Point placement records
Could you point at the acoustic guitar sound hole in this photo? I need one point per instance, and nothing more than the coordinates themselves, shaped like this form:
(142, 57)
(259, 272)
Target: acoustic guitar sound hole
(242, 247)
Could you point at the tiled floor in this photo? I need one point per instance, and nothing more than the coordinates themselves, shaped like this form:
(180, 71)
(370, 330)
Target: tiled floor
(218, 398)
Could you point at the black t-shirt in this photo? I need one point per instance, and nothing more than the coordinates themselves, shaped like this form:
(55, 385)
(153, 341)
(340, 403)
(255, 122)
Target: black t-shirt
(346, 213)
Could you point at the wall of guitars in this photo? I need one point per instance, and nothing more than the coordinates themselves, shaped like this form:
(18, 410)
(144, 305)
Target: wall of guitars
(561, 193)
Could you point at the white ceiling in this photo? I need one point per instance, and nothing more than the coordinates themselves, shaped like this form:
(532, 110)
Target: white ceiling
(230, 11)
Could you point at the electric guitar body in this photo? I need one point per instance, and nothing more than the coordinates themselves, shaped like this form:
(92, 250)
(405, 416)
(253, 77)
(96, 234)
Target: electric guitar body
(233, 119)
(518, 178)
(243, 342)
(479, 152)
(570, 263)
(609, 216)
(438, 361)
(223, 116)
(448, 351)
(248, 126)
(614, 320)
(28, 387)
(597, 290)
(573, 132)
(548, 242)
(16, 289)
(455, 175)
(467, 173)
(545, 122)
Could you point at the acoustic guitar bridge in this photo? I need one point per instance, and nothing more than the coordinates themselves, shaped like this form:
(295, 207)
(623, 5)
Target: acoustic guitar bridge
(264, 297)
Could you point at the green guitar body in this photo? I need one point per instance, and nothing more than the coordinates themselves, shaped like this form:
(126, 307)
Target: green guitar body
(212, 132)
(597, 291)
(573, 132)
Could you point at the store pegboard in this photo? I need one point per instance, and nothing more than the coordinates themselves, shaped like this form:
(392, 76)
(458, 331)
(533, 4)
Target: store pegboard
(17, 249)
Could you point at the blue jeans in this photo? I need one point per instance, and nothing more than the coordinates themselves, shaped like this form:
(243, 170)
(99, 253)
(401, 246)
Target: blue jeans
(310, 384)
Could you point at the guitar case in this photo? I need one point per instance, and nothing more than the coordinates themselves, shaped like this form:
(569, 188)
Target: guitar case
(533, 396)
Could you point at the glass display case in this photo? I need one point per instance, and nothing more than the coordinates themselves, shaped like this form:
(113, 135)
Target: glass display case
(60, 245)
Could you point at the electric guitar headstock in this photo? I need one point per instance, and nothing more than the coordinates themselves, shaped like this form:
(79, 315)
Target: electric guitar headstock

---

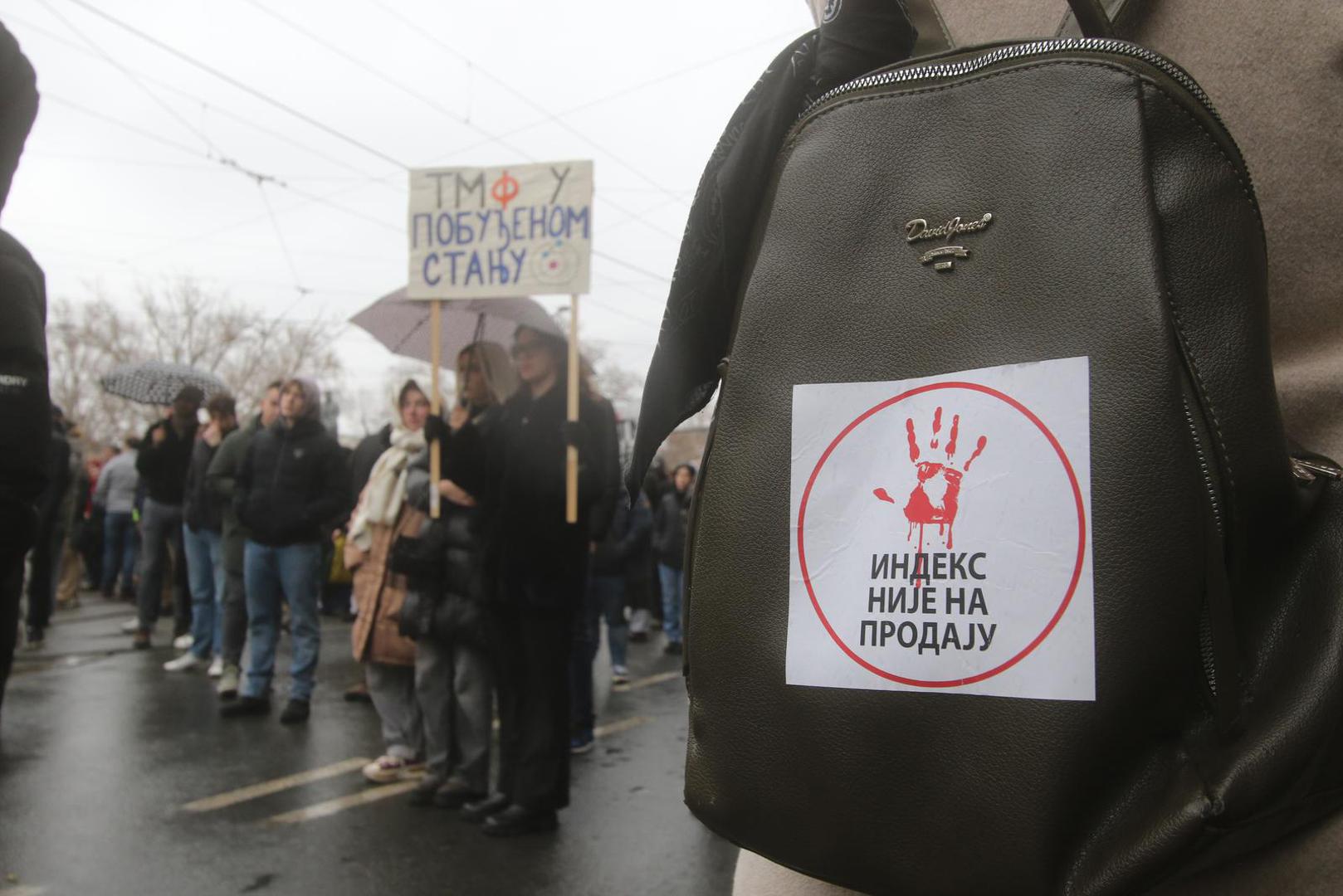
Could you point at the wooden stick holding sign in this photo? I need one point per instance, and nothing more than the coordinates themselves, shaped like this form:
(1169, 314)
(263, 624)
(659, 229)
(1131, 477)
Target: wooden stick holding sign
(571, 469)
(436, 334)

* * *

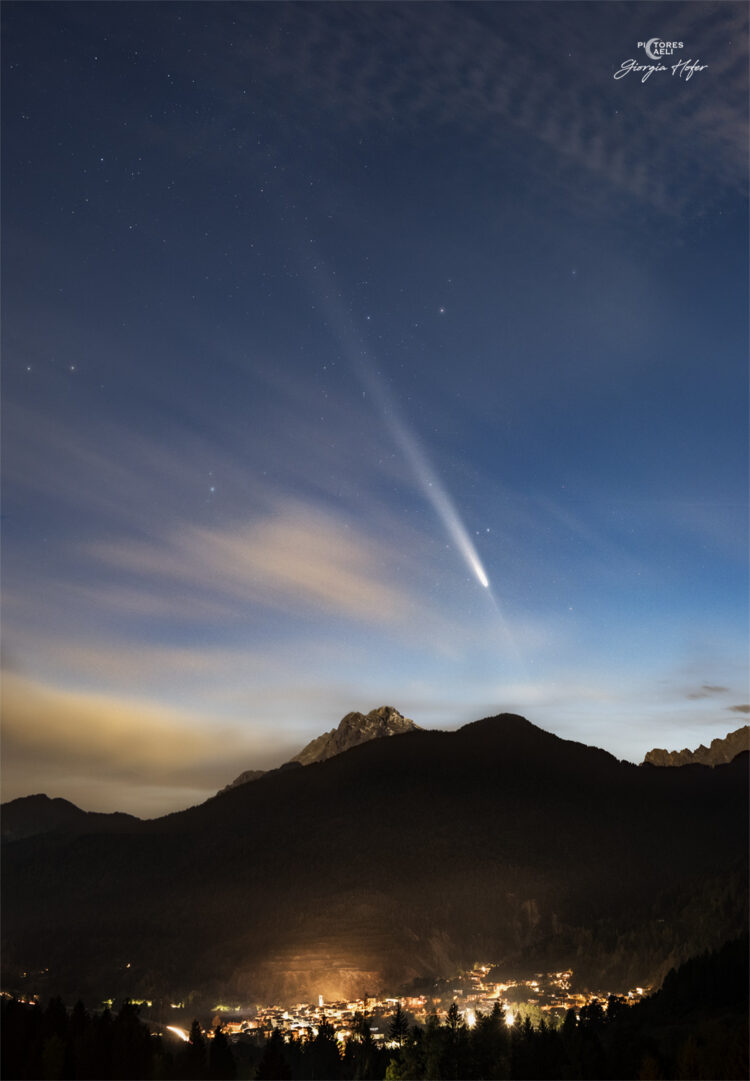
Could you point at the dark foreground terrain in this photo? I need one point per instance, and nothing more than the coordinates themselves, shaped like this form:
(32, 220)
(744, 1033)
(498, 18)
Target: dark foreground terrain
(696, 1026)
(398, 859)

## Work to complete
Which lines of the listing above contain the word "acoustic"? Copy each of them in full.

## Exercise solution
Could you point at the acoustic guitar sound hole in this photo? I need one point per instance, and nothing more than the coordinates themselves, shaped like this form:
Target: acoustic guitar sound hole
Could you point at the acoustic guitar bridge in this photo? I need one point per instance, and nothing more than the coordinates themselves, shaped like this form:
Target: acoustic guitar bridge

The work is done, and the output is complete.